++++ Fragmento del documento

Bomberos
ataviados con arneses acompañan a forenses enfundados en sus monos mientras suben la montaña en la que,
se puede decir casi sin exagerar, les espera un paisaje dantesco. Pedazos de
distintos tamaños, pero todos ellos demasiado pequeños, del fuselaje de lo que
fue un gran avión. Entre estos trozos metálicos (disculpen la dureza) trozos de
lo que pocas horas o días antes fueron personas.
Abajo, en
el pueblo cercano, unos técnicos, enfundados en chaquetones con emblemas, logos
y rótulos de profesiones -como si ello pudiera protegerlos de los momentos y
situaciones difíciles- acompañan, ayudan, comparten la angustia con los
familiares de los fallecidos.
Durante
el rescate trabajarán diversos profesionales: rescatistas, bomberos, militares, policías,
forenses, enfermeros, médicos, psicólogos. Descansando pocas horas en las que no dejarán
de recordar lo que han hecho, ni de repetirse lo que deberán hacer.
En
el noticiario aparece una fila de chicos jóvenes subiendo una ladera. Llevan
uniformes, mochilas, arneses… hablan poco y no sabría descifrar lo que sus rostros
me dicen. Me recuerda una escena similar que viví cuando comenzaba a ayudar en
emergencias: un 25 de septiembre cuando de Melilla salieron rumbo a una zona de
Marruecos jóvenes que estaban haciendo la “mili” y voluntarios de Cruz Roja. Su
misión iba a ser recoger, al igual que ahora, cadáveres, o lo que sería más
apropiado decir, restos de cadáveres derramados por otra montaña tras otro accidente de avión.
Mañana
seguirán trabajando habiendo visto y oído escenas que la mayoría no
resistiríamos. Pero
pasado mañana o dentro de una semana serán los grandes olvidados. Se nos olvida
que debajo de esos uniformes, de esos logos, de esos rótulos, hay personas,
profesionales, pero personas. Nadie les va a preguntar cómo están, presuponiendo que como profesionales “ni
sienten, ni padecen”. Nadie les explicará que pueden sentir miedo, que pueden
revivir con imágenes intrusivas ciertas escenas, que no dejarán de preguntarse
si lo han hecho bien o cómo podrían haber acabado con la angustia de aquella
persona a la que acompañaron, nadie les asegurará que haberse derrumbado al
encontrar aquel fular chamuscado y con manchas de un rojo oscuro, es normal.

++++++++
++++ Información proporcionada

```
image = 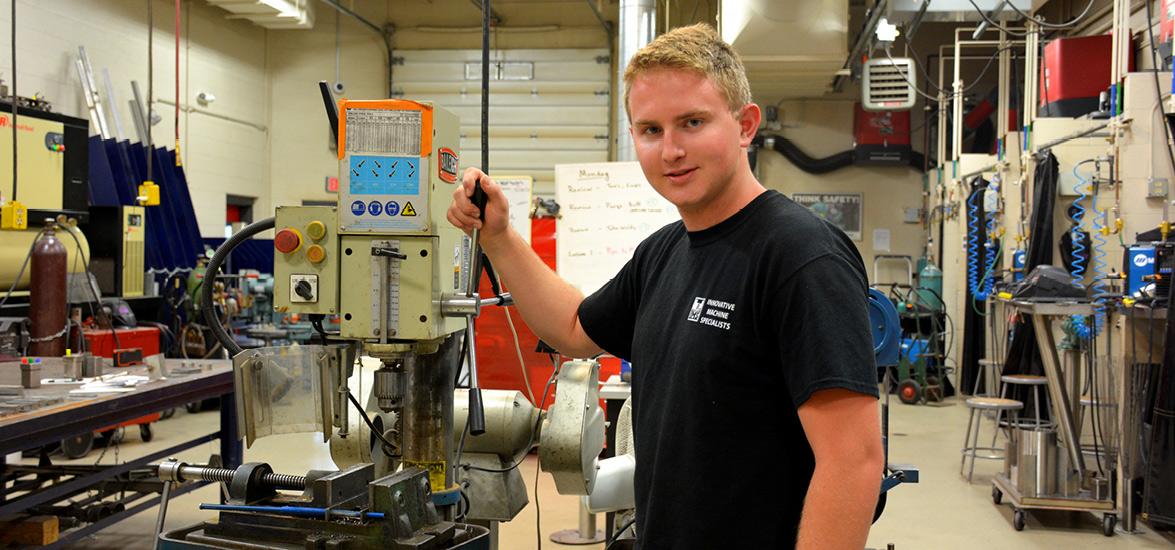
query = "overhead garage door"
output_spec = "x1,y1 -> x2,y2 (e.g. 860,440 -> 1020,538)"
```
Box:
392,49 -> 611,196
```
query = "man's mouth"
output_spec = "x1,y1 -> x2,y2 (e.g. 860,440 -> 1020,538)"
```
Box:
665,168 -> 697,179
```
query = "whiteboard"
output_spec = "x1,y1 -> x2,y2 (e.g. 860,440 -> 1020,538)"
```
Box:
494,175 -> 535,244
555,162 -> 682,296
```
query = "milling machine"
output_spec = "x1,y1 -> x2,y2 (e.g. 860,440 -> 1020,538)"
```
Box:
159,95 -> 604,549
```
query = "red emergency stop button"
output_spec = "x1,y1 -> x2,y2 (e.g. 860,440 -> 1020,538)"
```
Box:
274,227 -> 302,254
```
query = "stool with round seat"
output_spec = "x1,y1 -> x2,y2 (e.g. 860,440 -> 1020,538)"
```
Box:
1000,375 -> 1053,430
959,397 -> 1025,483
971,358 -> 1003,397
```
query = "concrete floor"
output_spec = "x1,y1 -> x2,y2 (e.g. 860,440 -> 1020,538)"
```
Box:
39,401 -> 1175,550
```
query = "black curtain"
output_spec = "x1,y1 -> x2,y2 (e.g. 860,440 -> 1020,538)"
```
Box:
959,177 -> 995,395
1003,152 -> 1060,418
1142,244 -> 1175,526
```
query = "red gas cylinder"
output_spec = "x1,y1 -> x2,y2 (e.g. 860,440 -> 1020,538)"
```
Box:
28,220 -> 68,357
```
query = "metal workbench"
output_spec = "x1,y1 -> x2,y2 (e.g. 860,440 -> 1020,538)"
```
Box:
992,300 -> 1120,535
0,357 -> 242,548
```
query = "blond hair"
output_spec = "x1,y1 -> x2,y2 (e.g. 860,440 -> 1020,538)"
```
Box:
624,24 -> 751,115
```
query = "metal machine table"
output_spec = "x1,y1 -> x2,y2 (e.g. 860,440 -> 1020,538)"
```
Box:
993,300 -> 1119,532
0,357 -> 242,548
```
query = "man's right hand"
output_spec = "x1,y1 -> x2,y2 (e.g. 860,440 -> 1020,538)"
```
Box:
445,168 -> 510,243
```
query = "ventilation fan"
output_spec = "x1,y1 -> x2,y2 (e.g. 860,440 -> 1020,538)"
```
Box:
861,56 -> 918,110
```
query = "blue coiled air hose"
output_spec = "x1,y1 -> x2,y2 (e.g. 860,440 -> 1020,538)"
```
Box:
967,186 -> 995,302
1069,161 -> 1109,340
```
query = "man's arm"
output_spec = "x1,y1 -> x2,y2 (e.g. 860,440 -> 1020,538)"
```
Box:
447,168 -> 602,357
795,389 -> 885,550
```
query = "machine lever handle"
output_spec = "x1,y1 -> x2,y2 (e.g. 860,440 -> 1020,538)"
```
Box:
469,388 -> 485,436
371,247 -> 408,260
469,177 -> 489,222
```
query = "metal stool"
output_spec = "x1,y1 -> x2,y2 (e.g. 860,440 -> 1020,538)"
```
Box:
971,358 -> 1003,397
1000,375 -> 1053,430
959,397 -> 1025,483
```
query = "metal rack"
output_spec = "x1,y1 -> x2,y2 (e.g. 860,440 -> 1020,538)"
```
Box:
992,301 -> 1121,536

++++++++
++++ Información proporcionada

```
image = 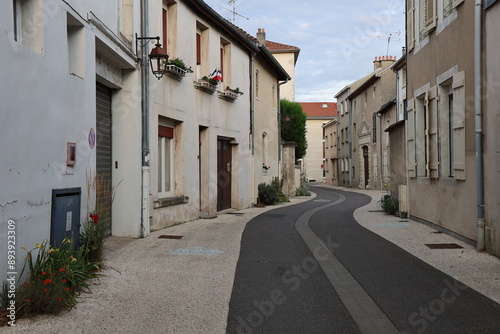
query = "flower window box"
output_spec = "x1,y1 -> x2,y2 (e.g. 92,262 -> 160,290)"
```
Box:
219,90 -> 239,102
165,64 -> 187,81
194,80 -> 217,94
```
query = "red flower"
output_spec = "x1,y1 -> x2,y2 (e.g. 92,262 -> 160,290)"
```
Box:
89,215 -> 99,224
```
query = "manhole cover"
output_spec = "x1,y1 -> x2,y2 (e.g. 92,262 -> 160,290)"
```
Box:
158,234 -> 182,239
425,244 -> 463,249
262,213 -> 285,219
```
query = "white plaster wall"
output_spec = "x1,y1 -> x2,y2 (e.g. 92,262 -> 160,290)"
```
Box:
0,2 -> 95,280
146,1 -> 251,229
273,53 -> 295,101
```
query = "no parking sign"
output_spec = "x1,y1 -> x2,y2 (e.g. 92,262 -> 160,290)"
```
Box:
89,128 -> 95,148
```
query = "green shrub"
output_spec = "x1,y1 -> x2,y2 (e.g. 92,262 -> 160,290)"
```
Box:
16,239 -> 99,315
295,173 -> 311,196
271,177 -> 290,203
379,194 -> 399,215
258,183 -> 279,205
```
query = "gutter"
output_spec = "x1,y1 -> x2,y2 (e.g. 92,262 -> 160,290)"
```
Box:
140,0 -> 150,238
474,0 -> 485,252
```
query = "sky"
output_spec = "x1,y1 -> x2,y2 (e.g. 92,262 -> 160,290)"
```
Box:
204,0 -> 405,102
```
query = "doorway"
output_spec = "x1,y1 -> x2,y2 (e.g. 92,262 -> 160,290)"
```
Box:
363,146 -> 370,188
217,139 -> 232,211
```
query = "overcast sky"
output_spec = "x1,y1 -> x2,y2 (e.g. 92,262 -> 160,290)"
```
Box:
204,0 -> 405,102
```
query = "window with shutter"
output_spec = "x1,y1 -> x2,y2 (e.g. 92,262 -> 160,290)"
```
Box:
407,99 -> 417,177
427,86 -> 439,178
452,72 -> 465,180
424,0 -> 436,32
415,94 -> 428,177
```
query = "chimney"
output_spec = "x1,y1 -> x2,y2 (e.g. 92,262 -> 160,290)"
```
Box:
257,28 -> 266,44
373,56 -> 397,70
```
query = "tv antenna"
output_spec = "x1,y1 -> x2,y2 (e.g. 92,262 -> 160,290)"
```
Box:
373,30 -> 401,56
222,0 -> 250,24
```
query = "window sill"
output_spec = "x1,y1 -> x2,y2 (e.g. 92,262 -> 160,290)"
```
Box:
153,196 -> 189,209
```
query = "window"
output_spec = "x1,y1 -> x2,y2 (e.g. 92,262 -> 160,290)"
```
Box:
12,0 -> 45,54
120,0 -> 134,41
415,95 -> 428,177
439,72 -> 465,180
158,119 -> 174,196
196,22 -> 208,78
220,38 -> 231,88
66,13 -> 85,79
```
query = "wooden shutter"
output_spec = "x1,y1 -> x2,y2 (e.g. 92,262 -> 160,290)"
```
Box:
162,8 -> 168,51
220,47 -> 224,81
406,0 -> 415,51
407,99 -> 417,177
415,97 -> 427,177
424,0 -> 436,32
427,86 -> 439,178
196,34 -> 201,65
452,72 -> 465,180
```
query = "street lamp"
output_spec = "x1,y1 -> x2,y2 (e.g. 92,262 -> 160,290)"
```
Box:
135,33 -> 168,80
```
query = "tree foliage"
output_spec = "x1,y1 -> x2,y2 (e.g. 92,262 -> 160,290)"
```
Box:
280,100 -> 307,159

++++++++

Su tarea: Redacte la continuación del texto sobre los profesionales de emergencias que trabajan tras un accidente de avión, comenzando justo después de su última frase.

Resultado del ejercicio:
Nadie les hará comprender que los años de experiencia no les protegen al cien
por cien de “venirse a bajo” un día ante una situación menos dura. Nadie les
prevendrá de que tendrán problemas para dormir, que se sentirán incomprendidos
por cualquiera que no haya pasado por lo mismo, que sentirán que les sudan las
manos cuando vuelvan a ser llamados para otra tragedia.
Nadie
les reunirá para que expresen sus dudas, sus miedos; para que “airén” sus
sentimientos.
Cuando
el accidente de avión ya no sea noticia, muchos de los técnicos que han estado
ayudando a los demás, caerán en el olvido por los medios de comunicación, por
la población y, lo que es peor, por aquellos que se valieron de sus
conocimiento para resolver una difícil situación.
Vaya
este escrito como reconocimiento y para que sepan que, si no podemos ponernos
en su lugar, si llegamos a comprender sus dudas y sus miedos.